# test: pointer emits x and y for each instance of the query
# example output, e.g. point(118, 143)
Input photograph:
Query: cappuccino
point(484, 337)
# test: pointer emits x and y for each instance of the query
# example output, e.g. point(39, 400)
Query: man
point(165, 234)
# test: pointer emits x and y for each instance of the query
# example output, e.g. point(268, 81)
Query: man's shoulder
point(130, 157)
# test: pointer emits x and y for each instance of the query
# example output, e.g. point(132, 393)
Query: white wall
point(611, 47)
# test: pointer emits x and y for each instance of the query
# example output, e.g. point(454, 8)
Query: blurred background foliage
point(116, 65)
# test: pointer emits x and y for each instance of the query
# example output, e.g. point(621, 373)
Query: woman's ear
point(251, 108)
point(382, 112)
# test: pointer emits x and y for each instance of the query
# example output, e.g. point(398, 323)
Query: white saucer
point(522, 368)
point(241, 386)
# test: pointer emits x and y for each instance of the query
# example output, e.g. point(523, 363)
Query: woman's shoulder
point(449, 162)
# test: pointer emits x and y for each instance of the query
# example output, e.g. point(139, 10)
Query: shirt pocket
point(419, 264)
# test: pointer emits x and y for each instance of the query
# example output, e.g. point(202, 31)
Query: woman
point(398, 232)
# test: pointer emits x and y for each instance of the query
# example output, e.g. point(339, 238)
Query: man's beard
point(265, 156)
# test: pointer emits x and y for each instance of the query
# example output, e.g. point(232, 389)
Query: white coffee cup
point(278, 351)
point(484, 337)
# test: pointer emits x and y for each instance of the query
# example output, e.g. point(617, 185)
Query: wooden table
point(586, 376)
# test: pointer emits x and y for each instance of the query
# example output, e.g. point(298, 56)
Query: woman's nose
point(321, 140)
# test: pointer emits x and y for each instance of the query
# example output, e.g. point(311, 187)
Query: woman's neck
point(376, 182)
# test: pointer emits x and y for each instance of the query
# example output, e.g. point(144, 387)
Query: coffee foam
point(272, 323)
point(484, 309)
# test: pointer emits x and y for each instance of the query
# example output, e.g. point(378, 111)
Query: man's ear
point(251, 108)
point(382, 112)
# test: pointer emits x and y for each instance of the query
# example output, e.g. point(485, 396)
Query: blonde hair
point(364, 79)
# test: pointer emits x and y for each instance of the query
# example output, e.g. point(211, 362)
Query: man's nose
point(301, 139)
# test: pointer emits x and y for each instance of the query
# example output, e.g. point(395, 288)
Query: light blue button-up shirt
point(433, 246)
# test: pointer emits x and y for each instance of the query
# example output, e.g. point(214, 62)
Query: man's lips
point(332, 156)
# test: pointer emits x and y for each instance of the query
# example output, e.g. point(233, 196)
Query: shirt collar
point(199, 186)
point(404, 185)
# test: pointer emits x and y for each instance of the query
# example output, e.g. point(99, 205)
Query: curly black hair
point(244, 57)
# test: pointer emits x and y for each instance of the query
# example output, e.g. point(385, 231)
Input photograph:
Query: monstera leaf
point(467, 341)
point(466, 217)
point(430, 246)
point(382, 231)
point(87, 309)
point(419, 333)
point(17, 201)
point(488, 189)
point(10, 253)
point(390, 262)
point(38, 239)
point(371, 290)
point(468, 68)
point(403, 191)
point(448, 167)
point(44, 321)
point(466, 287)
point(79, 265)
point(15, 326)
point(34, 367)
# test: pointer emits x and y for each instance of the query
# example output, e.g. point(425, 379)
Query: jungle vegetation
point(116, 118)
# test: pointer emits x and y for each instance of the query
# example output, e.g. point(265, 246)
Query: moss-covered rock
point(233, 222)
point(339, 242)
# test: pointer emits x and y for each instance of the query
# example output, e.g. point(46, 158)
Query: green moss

TASK GOAL - Please output all of the entries above again, reproducing every line exactly.

TASK SOLUTION -
# test: pointer emits x and y for each instance of the query
# example output, e.g. point(118, 143)
Input photograph:
Query: cappuccino
point(484, 337)
# test: pointer emits x and y for each instance of the query
# example output, e.g. point(39, 400)
Query: man
point(165, 234)
# test: pointer emits x and y for each instance of the query
# example output, e.g. point(268, 81)
Query: man's shoulder
point(130, 157)
# test: pointer emits x and y for each instance of the query
# example output, e.g. point(132, 393)
Query: white wall
point(611, 47)
# test: pointer emits x and y for each instance of the query
# example output, e.g. point(454, 8)
Query: blurred background foliage
point(116, 65)
# test: pointer emits x and y for each instance of the query
# example output, e.g. point(621, 373)
Query: woman's ear
point(251, 108)
point(382, 112)
# test: pointer emits x and y for each instance of the query
# example output, e.g. point(398, 323)
Query: white saucer
point(522, 368)
point(241, 386)
# test: pointer emits x and y for each instance of the query
# example output, e.g. point(523, 363)
Query: woman's shoulder
point(449, 162)
# test: pointer emits x and y for each instance of the query
# example output, e.g. point(139, 10)
Query: shirt pocket
point(419, 264)
# test: pointer emits x and y for each instance of the query
# example output, e.g. point(202, 31)
Query: woman
point(398, 232)
# test: pointer emits x and y for each instance of the query
# example output, e.g. point(339, 238)
Query: man's beard
point(265, 156)
# test: pointer emits x and y for each instance of the query
# example output, e.g. point(232, 389)
Query: white coffee cup
point(278, 351)
point(484, 337)
# test: pointer emits x and y for each instance of the query
# example output, e.g. point(617, 185)
Query: wooden table
point(586, 376)
# test: pointer emits x and y for each instance of the query
# example output, e.g. point(298, 56)
Query: woman's nose
point(321, 140)
# test: pointer emits x and y for each instance of the query
# example output, e.g. point(311, 187)
Query: woman's neck
point(376, 182)
# test: pointer emits x and y for each instance of the query
# example output, e.g. point(144, 387)
Query: coffee foam
point(272, 323)
point(484, 309)
# test: pointer emits x and y for each instance of the query
# example output, e.g. point(378, 111)
Query: man's ear
point(251, 108)
point(382, 112)
# test: pointer emits x and y for each instance of the query
# example output, e.g. point(485, 396)
Query: blonde hair
point(364, 79)
# test: pointer emits x and y for each instance of the query
# example output, e.g. point(211, 362)
Query: man's nose
point(301, 139)
# test: pointer emits x and y for each instance of the query
# example output, e.g. point(395, 288)
Query: light blue button-up shirt
point(433, 246)
# test: pointer emits x and y for each instance of the query
# example output, e.g. point(214, 62)
Query: man's lips
point(332, 156)
# test: pointer emits x and y for each instance of the query
# example output, e.g. point(233, 196)
Query: shirt collar
point(199, 186)
point(404, 185)
# test: pointer emits x and y for each instance of the query
# example output, e.g. point(99, 205)
Query: curly black hair
point(244, 57)
# test: pointer emits x and y for each instance of the query
# example output, e.g. point(385, 231)
Input photograph:
Query: monstera leaf
point(467, 341)
point(466, 217)
point(430, 246)
point(382, 231)
point(87, 309)
point(419, 333)
point(17, 201)
point(488, 189)
point(10, 253)
point(390, 262)
point(38, 239)
point(371, 290)
point(468, 68)
point(403, 191)
point(448, 167)
point(44, 321)
point(466, 287)
point(79, 265)
point(15, 326)
point(34, 367)
# test: pointer emits x and y for each instance of the query
# example output, e.g. point(425, 379)
Query: jungle vegetation
point(116, 118)
# test: pointer emits x and y for each instance of the query
# example output, e.g. point(265, 246)
Query: moss-covered rock
point(233, 222)
point(339, 242)
# test: pointer emits x and y for each instance of the query
# example output, e.g. point(46, 158)
Query: green moss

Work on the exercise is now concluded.